*SHORT EXERCISE*
Pull out each line of the items below that contains the string "fence". Copy those lines in the order they appear.
══ MATERIAL TO PROCESS ══
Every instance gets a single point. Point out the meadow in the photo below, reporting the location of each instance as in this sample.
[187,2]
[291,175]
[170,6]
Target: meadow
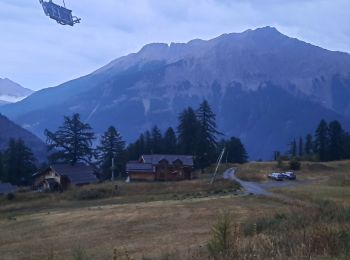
[185,220]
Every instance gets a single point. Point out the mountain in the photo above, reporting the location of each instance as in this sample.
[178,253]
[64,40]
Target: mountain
[265,87]
[11,92]
[9,130]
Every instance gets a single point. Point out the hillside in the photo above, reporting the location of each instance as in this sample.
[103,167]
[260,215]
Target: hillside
[11,92]
[10,130]
[265,88]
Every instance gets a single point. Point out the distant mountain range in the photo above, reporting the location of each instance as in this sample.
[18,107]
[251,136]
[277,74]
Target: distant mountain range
[266,88]
[11,92]
[10,130]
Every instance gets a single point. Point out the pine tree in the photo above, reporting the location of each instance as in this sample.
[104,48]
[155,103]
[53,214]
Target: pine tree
[336,138]
[188,130]
[72,142]
[170,141]
[346,145]
[19,163]
[1,167]
[148,142]
[293,148]
[301,147]
[235,151]
[321,141]
[156,137]
[111,148]
[208,133]
[308,145]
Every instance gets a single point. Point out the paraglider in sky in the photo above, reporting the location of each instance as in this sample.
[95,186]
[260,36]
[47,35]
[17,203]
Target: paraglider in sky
[60,14]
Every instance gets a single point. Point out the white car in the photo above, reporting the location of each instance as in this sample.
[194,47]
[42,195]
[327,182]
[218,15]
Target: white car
[276,176]
[289,175]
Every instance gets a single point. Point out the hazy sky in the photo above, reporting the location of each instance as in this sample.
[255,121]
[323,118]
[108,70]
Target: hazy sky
[37,52]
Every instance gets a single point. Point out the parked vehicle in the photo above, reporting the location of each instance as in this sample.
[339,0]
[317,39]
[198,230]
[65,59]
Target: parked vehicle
[289,175]
[276,176]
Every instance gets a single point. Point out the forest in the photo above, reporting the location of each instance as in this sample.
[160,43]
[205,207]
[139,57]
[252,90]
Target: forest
[74,141]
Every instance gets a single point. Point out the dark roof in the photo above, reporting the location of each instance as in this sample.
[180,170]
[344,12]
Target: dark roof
[154,159]
[78,174]
[139,167]
[6,188]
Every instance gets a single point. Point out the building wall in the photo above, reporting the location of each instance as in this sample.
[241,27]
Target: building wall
[142,176]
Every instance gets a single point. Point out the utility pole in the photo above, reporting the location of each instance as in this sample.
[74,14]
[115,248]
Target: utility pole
[217,165]
[113,169]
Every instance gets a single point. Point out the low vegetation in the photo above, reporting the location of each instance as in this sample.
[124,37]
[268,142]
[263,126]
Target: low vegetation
[185,220]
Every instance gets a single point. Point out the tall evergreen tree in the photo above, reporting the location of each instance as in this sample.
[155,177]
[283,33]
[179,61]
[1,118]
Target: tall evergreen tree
[301,147]
[19,163]
[188,130]
[207,138]
[235,151]
[157,138]
[148,142]
[293,148]
[111,148]
[1,167]
[72,142]
[170,141]
[336,141]
[321,141]
[346,146]
[308,144]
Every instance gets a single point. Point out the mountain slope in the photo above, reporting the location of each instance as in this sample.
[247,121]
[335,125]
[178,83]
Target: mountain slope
[10,130]
[264,86]
[12,92]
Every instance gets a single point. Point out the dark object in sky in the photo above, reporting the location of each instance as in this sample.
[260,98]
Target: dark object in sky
[61,14]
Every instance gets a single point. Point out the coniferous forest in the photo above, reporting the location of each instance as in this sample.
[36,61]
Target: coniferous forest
[330,142]
[74,141]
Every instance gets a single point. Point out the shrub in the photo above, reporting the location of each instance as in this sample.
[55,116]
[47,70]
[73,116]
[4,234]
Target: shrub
[224,238]
[10,196]
[94,193]
[294,164]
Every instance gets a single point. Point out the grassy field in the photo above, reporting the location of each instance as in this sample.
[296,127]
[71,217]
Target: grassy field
[175,220]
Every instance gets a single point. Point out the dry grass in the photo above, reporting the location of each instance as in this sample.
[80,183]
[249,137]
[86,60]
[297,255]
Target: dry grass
[143,228]
[166,220]
[255,171]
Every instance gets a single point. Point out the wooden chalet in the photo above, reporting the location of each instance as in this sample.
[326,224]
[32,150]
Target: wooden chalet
[61,176]
[7,188]
[160,167]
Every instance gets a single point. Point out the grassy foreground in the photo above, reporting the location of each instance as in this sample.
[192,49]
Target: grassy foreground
[185,220]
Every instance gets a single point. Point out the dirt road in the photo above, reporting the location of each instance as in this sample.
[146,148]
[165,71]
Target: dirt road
[258,188]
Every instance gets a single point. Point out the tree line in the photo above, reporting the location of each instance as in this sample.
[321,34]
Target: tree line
[74,141]
[330,142]
[17,163]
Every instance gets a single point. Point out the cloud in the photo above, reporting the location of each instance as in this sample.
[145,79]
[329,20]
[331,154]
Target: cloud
[37,52]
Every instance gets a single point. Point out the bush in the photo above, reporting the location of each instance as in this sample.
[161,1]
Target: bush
[294,164]
[94,193]
[224,238]
[10,196]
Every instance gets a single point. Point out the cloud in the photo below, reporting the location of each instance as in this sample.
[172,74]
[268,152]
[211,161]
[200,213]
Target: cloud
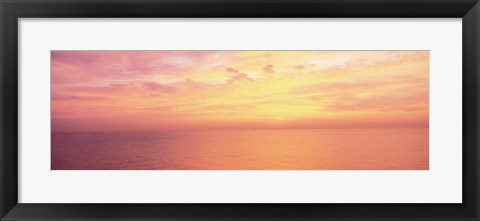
[153,86]
[239,77]
[231,70]
[268,69]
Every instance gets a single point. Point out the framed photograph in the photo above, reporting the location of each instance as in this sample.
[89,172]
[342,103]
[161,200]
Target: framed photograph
[239,110]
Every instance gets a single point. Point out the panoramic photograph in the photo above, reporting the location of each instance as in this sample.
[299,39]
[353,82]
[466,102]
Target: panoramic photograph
[239,110]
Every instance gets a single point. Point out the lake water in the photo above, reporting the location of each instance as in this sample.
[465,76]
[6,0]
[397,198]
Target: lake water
[322,149]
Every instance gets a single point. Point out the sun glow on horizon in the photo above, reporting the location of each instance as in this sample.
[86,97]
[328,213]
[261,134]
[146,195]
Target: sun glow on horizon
[189,90]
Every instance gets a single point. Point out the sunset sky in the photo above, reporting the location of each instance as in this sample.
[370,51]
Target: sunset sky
[191,90]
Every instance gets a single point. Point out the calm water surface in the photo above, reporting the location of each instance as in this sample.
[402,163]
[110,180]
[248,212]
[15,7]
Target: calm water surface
[324,149]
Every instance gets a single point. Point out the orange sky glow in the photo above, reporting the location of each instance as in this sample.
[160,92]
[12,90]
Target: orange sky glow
[192,90]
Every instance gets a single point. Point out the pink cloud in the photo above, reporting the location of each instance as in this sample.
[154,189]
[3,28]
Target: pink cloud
[268,69]
[239,77]
[153,86]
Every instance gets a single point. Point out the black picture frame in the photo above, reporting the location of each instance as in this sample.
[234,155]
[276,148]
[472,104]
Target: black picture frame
[12,10]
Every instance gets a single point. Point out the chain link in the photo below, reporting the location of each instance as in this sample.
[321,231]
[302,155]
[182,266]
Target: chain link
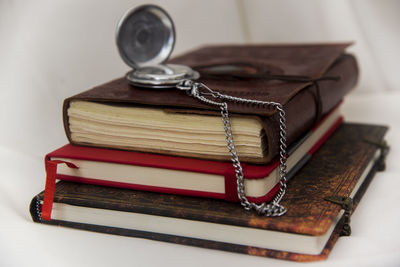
[274,208]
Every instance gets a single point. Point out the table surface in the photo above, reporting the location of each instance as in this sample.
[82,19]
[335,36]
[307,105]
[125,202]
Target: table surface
[375,239]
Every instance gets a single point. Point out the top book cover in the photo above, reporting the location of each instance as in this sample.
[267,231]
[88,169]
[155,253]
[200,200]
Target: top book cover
[309,80]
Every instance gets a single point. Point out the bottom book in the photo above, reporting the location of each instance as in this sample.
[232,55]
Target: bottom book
[320,200]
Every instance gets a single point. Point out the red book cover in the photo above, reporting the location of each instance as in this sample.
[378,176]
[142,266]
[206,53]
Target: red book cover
[178,175]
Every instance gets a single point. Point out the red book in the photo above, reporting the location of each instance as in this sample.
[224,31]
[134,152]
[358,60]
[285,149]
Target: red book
[178,175]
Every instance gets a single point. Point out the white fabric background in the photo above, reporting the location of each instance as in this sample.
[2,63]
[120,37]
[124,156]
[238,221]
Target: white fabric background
[50,50]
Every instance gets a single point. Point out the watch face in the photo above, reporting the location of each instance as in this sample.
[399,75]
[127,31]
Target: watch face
[145,36]
[145,39]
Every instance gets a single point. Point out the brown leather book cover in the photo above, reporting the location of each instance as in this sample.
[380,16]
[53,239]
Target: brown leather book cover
[350,155]
[309,80]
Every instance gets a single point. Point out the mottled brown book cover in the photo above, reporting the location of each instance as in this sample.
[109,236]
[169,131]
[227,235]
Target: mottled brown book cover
[334,170]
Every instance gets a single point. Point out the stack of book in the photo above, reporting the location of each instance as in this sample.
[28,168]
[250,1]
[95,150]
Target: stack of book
[155,164]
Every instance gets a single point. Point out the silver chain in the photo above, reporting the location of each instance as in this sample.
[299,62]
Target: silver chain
[268,209]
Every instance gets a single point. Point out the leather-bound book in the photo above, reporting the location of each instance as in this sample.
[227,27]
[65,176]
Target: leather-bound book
[179,175]
[308,80]
[320,200]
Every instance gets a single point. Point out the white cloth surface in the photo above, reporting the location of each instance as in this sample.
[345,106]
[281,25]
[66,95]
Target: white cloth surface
[50,50]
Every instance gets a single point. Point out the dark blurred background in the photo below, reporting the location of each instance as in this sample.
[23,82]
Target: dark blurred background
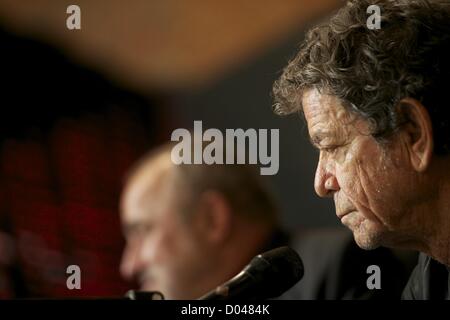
[80,106]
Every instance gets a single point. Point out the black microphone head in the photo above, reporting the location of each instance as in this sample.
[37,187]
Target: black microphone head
[278,270]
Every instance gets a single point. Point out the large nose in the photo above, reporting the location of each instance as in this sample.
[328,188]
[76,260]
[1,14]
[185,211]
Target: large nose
[132,262]
[325,181]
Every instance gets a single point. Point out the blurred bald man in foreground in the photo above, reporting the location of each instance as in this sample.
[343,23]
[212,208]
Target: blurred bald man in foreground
[190,228]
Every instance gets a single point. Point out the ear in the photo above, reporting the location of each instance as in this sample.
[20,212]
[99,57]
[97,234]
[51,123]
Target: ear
[419,133]
[214,217]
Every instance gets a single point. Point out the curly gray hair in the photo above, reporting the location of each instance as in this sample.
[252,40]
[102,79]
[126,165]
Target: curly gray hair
[372,70]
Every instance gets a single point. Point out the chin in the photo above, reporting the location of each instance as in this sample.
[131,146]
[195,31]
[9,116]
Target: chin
[367,242]
[367,234]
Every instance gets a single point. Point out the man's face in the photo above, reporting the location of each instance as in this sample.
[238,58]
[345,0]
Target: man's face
[163,252]
[368,182]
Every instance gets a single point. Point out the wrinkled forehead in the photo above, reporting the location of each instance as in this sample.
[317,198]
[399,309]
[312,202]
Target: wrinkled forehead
[146,191]
[325,114]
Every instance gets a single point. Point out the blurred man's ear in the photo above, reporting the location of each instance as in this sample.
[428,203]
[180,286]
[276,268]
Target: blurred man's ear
[419,133]
[214,217]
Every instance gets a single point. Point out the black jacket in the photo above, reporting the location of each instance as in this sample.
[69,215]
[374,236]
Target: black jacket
[429,280]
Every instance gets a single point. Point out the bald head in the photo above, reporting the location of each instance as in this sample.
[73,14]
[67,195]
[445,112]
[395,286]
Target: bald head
[191,227]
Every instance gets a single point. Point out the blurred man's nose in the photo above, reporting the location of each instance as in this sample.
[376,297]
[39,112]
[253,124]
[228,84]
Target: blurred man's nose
[131,263]
[325,182]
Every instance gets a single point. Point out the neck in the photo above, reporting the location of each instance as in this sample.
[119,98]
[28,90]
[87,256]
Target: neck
[234,254]
[436,239]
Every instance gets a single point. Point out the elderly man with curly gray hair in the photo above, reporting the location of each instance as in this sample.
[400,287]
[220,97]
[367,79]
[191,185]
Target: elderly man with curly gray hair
[376,104]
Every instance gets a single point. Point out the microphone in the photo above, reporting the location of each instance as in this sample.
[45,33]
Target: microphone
[267,276]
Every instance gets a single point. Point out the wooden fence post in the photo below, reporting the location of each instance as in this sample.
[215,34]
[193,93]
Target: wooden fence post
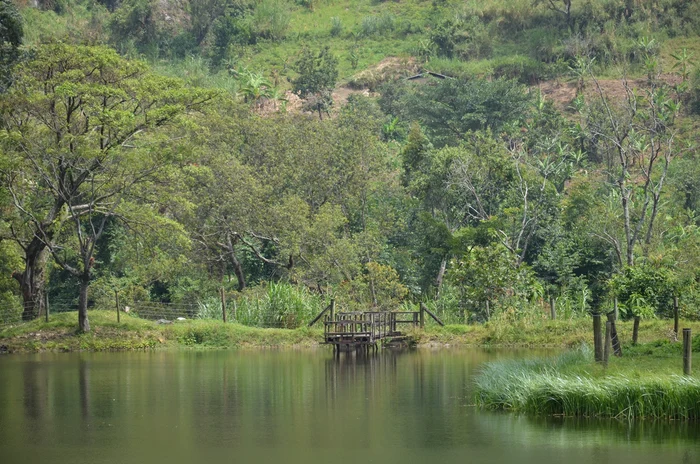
[607,347]
[675,316]
[223,303]
[635,330]
[617,348]
[552,307]
[687,351]
[597,338]
[116,299]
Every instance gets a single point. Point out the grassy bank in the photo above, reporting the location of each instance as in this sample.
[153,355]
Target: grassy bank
[645,383]
[135,334]
[132,333]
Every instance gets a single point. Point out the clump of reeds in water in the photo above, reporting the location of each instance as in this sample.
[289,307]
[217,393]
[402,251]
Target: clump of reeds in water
[560,386]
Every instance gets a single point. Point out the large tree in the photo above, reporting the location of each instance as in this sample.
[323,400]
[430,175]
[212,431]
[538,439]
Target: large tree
[79,128]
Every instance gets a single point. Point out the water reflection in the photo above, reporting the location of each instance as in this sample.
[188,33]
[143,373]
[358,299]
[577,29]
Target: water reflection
[294,406]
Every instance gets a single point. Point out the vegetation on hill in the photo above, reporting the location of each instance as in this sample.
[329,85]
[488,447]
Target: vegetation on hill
[166,149]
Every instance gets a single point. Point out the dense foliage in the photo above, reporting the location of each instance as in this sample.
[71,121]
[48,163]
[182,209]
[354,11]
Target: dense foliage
[473,191]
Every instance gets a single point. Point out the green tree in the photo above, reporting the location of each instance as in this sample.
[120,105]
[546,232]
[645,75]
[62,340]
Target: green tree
[79,127]
[11,33]
[448,109]
[317,74]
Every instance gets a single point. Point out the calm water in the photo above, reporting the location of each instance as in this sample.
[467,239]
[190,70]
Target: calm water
[293,407]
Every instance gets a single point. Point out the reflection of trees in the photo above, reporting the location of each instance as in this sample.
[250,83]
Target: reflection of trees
[570,432]
[35,390]
[84,389]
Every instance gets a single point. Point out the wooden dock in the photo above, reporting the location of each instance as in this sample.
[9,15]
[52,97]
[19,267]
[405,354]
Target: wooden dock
[362,330]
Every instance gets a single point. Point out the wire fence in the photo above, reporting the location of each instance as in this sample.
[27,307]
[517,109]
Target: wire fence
[253,314]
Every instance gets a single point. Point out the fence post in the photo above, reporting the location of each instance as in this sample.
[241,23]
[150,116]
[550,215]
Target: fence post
[617,348]
[223,303]
[552,307]
[116,299]
[675,316]
[687,351]
[608,343]
[597,338]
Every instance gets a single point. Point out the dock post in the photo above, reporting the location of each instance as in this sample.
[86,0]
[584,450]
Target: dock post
[597,338]
[687,351]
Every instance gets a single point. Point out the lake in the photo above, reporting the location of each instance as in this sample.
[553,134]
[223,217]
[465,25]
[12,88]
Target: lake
[295,406]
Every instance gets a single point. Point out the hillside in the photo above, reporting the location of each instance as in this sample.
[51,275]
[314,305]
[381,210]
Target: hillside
[161,154]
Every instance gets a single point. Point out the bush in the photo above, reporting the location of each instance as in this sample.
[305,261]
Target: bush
[377,24]
[336,26]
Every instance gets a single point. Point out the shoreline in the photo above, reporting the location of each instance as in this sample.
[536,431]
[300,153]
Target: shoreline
[132,334]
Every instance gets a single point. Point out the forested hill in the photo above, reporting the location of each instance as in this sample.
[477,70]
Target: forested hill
[481,157]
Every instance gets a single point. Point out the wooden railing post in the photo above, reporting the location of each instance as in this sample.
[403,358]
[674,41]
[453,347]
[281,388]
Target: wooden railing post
[597,338]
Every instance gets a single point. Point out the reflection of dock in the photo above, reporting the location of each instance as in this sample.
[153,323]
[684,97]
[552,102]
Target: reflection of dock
[362,330]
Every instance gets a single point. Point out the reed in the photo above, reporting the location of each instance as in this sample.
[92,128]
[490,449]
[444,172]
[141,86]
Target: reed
[563,386]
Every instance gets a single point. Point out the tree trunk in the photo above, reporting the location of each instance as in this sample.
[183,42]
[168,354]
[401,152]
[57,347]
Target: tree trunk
[83,323]
[32,281]
[237,267]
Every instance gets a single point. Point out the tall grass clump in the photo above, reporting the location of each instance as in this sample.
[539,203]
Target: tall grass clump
[277,305]
[561,386]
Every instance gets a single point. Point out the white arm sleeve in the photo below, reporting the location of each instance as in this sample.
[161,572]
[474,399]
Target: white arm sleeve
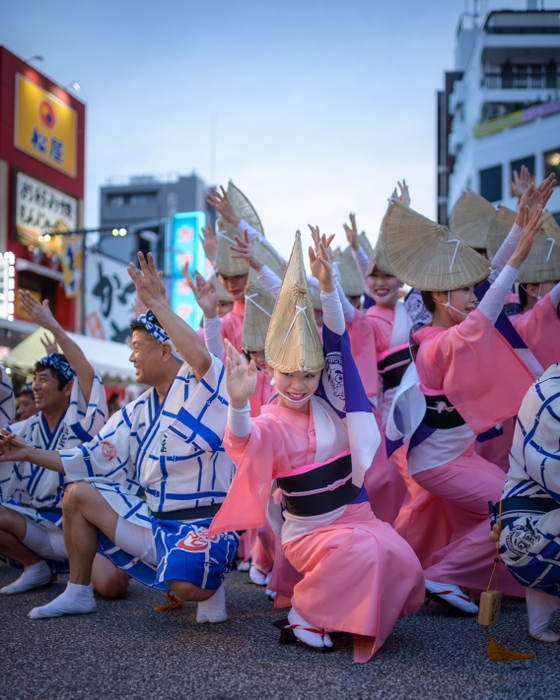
═══
*CORRECT ANSWER*
Every instance gets a single point. Point out the wooden fence post in the photo below, reporting the location of each instance as in this sample.
Target: wooden fence post
Every instance gets a single point. Point out the wire fence in the photo above, reporting the location of each instance as in this sample.
Target: wire fence
Every instance gets a single point. Point out the fence post in the photo above, reporting the location of each instance as in this sample.
Target: fence post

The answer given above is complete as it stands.